:: The data

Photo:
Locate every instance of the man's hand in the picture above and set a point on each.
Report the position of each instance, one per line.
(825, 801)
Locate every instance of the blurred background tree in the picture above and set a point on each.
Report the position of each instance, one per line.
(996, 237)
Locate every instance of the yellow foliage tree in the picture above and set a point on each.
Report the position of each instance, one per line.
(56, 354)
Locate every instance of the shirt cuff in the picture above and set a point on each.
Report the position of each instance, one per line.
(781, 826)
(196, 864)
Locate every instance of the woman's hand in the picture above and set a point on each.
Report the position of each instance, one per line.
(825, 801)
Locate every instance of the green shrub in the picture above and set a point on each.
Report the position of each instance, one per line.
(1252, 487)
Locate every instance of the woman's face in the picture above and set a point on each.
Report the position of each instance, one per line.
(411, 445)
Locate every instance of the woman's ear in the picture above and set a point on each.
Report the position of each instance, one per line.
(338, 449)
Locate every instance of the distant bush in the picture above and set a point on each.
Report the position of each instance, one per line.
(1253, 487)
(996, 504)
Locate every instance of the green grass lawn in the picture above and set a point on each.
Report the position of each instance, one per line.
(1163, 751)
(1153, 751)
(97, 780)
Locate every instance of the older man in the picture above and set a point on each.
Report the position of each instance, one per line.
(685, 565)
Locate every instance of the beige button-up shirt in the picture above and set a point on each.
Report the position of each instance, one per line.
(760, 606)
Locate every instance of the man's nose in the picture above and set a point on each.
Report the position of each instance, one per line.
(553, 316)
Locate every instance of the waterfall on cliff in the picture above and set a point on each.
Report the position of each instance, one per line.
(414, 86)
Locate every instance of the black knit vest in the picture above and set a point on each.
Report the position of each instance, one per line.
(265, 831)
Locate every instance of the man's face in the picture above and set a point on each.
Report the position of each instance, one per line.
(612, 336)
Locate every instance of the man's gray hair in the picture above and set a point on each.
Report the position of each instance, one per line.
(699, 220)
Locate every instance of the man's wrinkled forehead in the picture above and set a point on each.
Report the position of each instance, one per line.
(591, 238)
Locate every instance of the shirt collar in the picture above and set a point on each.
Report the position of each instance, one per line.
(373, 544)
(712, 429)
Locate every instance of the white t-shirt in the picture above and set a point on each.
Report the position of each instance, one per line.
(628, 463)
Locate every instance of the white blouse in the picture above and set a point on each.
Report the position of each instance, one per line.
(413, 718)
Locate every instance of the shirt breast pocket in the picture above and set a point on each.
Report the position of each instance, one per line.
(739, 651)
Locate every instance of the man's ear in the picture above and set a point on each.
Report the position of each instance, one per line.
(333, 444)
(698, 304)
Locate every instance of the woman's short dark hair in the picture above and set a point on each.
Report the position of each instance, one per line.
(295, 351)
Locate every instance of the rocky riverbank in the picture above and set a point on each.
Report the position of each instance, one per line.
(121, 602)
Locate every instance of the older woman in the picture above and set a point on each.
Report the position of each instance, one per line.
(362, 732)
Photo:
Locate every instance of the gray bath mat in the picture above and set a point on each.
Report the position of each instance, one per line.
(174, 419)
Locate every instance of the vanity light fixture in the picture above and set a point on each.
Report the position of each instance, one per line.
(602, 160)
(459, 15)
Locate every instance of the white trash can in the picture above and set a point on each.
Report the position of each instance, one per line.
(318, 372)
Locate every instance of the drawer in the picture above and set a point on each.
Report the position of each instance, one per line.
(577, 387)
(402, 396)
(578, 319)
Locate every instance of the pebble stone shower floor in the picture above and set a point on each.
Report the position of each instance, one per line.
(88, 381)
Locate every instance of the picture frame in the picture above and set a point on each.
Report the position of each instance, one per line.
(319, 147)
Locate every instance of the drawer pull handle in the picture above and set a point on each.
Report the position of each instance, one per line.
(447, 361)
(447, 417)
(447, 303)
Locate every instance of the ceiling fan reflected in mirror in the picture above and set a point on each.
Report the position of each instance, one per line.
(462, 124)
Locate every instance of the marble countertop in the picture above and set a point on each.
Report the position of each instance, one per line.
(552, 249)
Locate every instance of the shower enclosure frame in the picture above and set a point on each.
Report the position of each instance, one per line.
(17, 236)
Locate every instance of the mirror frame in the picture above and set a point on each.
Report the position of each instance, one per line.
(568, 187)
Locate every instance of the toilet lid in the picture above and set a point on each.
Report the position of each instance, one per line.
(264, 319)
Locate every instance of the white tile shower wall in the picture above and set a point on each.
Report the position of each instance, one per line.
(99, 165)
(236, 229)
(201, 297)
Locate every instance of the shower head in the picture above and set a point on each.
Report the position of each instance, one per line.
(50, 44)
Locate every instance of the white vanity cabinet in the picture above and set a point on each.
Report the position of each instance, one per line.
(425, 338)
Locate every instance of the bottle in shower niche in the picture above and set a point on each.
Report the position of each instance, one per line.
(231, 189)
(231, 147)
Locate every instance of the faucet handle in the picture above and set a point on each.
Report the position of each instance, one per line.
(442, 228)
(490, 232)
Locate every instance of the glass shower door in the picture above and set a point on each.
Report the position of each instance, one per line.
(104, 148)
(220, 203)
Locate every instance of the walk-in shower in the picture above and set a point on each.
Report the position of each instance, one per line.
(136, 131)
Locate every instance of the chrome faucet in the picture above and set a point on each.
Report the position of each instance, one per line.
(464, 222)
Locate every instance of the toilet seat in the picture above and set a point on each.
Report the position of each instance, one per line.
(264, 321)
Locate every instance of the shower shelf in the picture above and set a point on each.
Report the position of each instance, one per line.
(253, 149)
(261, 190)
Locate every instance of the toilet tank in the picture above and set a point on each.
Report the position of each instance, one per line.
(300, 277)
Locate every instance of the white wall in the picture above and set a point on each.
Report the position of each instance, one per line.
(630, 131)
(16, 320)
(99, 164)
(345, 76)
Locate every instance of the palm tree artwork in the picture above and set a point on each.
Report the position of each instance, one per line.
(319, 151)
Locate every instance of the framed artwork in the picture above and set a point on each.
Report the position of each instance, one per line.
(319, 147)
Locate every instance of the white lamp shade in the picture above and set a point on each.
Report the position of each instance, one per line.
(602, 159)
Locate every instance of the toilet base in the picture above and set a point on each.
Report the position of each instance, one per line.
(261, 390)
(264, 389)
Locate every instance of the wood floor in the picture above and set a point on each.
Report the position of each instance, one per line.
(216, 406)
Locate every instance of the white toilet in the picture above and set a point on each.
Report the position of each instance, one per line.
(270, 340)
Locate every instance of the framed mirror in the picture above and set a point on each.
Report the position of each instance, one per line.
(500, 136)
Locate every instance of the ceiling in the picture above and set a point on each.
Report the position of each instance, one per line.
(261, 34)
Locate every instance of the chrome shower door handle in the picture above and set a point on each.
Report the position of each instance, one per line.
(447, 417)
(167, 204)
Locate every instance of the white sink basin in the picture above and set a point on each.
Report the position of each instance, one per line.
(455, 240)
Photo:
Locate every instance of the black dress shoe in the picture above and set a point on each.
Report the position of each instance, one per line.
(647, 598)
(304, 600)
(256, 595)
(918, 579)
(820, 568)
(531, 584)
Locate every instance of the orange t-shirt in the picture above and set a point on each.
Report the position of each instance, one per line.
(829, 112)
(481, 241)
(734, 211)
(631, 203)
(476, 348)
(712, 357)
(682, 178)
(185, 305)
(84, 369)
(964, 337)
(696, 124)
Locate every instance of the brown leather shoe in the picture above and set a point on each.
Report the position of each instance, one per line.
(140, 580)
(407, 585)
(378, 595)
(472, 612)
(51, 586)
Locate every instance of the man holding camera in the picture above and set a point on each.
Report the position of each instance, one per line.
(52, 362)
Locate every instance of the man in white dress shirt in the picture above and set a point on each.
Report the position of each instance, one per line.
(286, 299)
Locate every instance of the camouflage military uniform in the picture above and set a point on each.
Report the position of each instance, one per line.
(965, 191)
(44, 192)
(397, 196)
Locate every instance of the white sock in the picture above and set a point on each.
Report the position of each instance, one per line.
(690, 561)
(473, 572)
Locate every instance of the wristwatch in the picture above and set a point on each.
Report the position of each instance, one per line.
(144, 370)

::::

Work to complete
From the first line of the listing above to the line that contains "Locate every instance of the blurred", inclusive, restate every line word for word. Nothing else belongs in the answer.

Response to the exercise
Photo:
Locate every instance of the man's hand in the picture above and set a point on each.
Report the position of each instance, one per line.
(825, 801)
Locate every instance of the blurred background tree in the picture above and set a point on each.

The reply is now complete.